■ Written exercise
Please gather every line of the listing below that contains the string "crane". Case counts.

(begin)

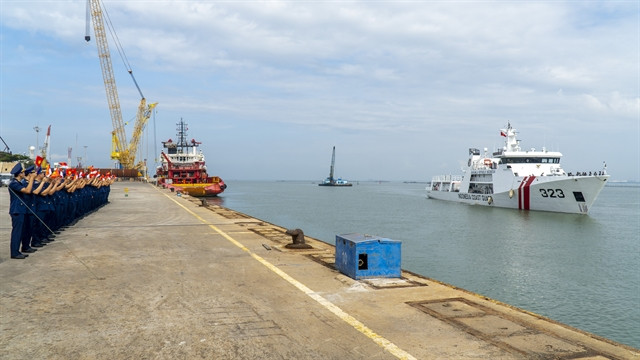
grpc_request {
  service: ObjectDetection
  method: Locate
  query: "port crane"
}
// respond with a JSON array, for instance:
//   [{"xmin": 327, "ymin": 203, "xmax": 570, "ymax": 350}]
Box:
[{"xmin": 84, "ymin": 0, "xmax": 157, "ymax": 169}]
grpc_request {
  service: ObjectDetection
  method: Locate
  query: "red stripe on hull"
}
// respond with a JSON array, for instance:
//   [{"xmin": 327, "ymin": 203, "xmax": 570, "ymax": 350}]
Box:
[{"xmin": 518, "ymin": 176, "xmax": 536, "ymax": 210}]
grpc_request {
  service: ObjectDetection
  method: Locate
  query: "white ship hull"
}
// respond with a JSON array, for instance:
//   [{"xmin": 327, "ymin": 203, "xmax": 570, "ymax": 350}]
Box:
[
  {"xmin": 427, "ymin": 175, "xmax": 609, "ymax": 214},
  {"xmin": 427, "ymin": 125, "xmax": 609, "ymax": 214}
]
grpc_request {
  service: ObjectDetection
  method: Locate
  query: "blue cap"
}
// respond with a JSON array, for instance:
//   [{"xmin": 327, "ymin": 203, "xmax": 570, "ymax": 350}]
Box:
[{"xmin": 11, "ymin": 163, "xmax": 22, "ymax": 176}]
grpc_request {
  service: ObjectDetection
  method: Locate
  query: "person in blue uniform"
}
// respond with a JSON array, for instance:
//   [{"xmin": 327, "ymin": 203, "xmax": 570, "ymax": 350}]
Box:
[{"xmin": 9, "ymin": 163, "xmax": 36, "ymax": 259}]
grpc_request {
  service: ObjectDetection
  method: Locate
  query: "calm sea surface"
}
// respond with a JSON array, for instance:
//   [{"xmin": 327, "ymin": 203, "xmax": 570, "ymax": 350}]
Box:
[{"xmin": 212, "ymin": 181, "xmax": 640, "ymax": 348}]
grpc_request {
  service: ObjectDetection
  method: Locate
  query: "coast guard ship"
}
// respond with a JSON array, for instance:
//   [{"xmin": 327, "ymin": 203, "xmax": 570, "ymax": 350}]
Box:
[{"xmin": 426, "ymin": 124, "xmax": 610, "ymax": 214}]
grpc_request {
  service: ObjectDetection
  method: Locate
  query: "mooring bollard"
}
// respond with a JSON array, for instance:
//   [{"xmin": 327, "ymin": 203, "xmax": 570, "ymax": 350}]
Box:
[{"xmin": 284, "ymin": 229, "xmax": 312, "ymax": 249}]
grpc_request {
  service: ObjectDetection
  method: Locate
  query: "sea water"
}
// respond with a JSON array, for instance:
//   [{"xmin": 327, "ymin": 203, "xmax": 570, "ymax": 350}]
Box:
[{"xmin": 211, "ymin": 181, "xmax": 640, "ymax": 348}]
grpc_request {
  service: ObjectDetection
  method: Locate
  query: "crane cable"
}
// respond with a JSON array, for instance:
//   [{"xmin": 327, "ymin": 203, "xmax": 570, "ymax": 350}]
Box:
[{"xmin": 85, "ymin": 0, "xmax": 144, "ymax": 99}]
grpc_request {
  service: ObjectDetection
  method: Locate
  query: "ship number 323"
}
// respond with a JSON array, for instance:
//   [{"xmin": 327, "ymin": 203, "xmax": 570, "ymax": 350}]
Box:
[{"xmin": 540, "ymin": 189, "xmax": 564, "ymax": 199}]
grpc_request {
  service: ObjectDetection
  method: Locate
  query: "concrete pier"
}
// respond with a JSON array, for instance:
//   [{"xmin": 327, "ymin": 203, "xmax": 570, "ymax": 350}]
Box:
[{"xmin": 0, "ymin": 182, "xmax": 640, "ymax": 359}]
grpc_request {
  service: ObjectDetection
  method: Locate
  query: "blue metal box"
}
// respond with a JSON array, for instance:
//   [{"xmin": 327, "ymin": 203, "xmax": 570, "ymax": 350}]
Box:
[{"xmin": 336, "ymin": 233, "xmax": 402, "ymax": 280}]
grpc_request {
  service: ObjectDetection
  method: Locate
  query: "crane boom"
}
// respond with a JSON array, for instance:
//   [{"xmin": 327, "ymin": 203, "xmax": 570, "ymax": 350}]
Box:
[
  {"xmin": 85, "ymin": 0, "xmax": 127, "ymax": 165},
  {"xmin": 85, "ymin": 0, "xmax": 157, "ymax": 169}
]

(end)

■ Response to this exercise
  query: "port crane"
  query: "crane cable"
  query: "crane boom"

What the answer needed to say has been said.